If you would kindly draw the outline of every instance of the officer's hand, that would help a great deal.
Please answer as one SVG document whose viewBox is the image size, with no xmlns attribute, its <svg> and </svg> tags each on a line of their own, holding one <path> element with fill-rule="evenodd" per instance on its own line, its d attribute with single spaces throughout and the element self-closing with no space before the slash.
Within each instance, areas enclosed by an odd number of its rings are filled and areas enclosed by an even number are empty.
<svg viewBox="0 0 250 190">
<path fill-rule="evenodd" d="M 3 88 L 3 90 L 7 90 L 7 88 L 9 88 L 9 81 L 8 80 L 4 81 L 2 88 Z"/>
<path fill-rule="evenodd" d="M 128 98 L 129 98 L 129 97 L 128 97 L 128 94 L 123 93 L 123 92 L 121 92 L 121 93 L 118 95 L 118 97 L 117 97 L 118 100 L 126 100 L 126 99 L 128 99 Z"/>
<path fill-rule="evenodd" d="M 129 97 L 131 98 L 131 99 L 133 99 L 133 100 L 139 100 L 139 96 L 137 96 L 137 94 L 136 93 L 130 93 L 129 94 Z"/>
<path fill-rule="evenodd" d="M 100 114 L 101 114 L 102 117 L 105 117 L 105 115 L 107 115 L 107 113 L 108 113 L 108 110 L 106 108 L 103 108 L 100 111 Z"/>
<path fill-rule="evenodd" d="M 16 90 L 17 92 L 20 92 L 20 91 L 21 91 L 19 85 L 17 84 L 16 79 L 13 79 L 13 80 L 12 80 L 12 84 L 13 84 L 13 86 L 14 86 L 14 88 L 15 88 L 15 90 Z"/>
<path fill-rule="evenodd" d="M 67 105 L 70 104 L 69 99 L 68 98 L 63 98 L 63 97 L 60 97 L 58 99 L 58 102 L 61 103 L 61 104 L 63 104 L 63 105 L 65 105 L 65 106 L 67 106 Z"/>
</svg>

### SHORT TASK
Output the items above as a two-column CSV with the headers "prompt" and "response". Give one row per item, with its text and its answer each in a single quoted field and every line break replaced by a space.

### SOLUTION TO THE PROBLEM
prompt,response
"If you would kindly draw the outline of every instance of the officer's hand, that would help a great deal. Please answer as one SVG document whose viewBox is the image size, with no xmlns attribute, its <svg> and </svg> tags each on a line of their own, holding one <path> element with fill-rule=""evenodd"" per instance on its own line, its d attribute with single spaces throughout and the element self-closing with no space before the slash. Within each instance, areas enclosed by an odd number of its rings are filled and areas enclosed by an even number are empty.","<svg viewBox=""0 0 250 190""> <path fill-rule=""evenodd"" d=""M 3 88 L 3 90 L 7 90 L 7 88 L 9 88 L 9 81 L 8 80 L 4 81 L 2 88 Z""/> <path fill-rule=""evenodd"" d=""M 128 98 L 129 98 L 129 97 L 128 97 L 128 94 L 123 93 L 123 92 L 121 92 L 121 93 L 118 95 L 118 97 L 117 97 L 118 100 L 126 100 L 126 99 L 128 99 Z""/> <path fill-rule=""evenodd"" d=""M 129 97 L 131 98 L 131 99 L 133 99 L 133 100 L 139 100 L 139 96 L 137 96 L 137 94 L 136 93 L 130 93 L 129 94 Z""/> <path fill-rule=""evenodd"" d=""M 100 114 L 101 114 L 102 117 L 105 117 L 105 115 L 107 115 L 107 113 L 108 113 L 108 110 L 106 108 L 103 108 L 100 111 Z""/> <path fill-rule=""evenodd"" d=""M 16 90 L 17 92 L 20 92 L 20 91 L 21 91 L 19 85 L 17 84 L 16 79 L 13 79 L 13 80 L 12 80 L 12 84 L 13 84 L 13 86 L 14 86 L 14 88 L 15 88 L 15 90 Z""/> <path fill-rule=""evenodd"" d=""M 67 105 L 70 104 L 69 99 L 68 98 L 63 98 L 63 97 L 60 97 L 58 99 L 58 102 L 61 103 L 61 104 L 63 104 L 63 105 L 65 105 L 65 106 L 67 106 Z""/> </svg>"